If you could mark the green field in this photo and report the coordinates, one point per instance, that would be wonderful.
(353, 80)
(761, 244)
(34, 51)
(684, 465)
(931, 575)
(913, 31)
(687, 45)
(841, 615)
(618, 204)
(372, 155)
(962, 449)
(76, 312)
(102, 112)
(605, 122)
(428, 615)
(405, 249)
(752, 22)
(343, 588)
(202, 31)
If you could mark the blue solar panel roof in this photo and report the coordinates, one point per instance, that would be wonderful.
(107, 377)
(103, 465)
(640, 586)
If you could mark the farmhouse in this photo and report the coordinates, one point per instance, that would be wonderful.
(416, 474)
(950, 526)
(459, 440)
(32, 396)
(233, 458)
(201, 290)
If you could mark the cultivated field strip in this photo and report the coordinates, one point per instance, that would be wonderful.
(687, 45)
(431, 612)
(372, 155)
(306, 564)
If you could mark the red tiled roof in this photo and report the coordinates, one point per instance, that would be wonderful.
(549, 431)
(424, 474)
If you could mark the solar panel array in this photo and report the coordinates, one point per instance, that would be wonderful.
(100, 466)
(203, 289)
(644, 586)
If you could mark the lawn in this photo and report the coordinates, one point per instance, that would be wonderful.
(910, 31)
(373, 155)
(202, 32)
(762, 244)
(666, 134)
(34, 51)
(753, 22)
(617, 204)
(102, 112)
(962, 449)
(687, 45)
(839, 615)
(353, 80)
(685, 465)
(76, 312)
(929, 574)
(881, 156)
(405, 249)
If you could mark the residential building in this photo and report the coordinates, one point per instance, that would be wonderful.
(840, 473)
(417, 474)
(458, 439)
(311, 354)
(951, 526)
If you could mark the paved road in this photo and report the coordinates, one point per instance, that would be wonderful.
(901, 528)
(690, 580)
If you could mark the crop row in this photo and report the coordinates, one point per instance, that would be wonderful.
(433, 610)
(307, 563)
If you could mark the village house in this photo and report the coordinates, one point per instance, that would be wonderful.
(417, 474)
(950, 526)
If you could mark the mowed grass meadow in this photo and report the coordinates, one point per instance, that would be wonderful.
——————————
**What you should do:**
Taking the line that contains "If you could mark the residential" as the first and the last line of the material as the final one, transcribe that span exactly and include nothing else.

**Answer section:**
If you could mark the residential building in this photo and report the coordinates, one point per instance, that would be wonderful.
(840, 473)
(417, 474)
(458, 439)
(311, 354)
(951, 526)
If you could mark the paved road in this photo and report the coordinates, one point per instance, that would be wonderful.
(901, 528)
(690, 580)
If you could mark the crop row in this photo and report the coordinates, one point per instance, that would be wonderful.
(433, 610)
(307, 563)
If you could mark the village house in this photo and report the coordinates, one point per instance, that would be wonderful.
(417, 474)
(950, 526)
If you could mark the mowed grass meadow in this photo and report the coordinates, one point per instance, that would be wonderful.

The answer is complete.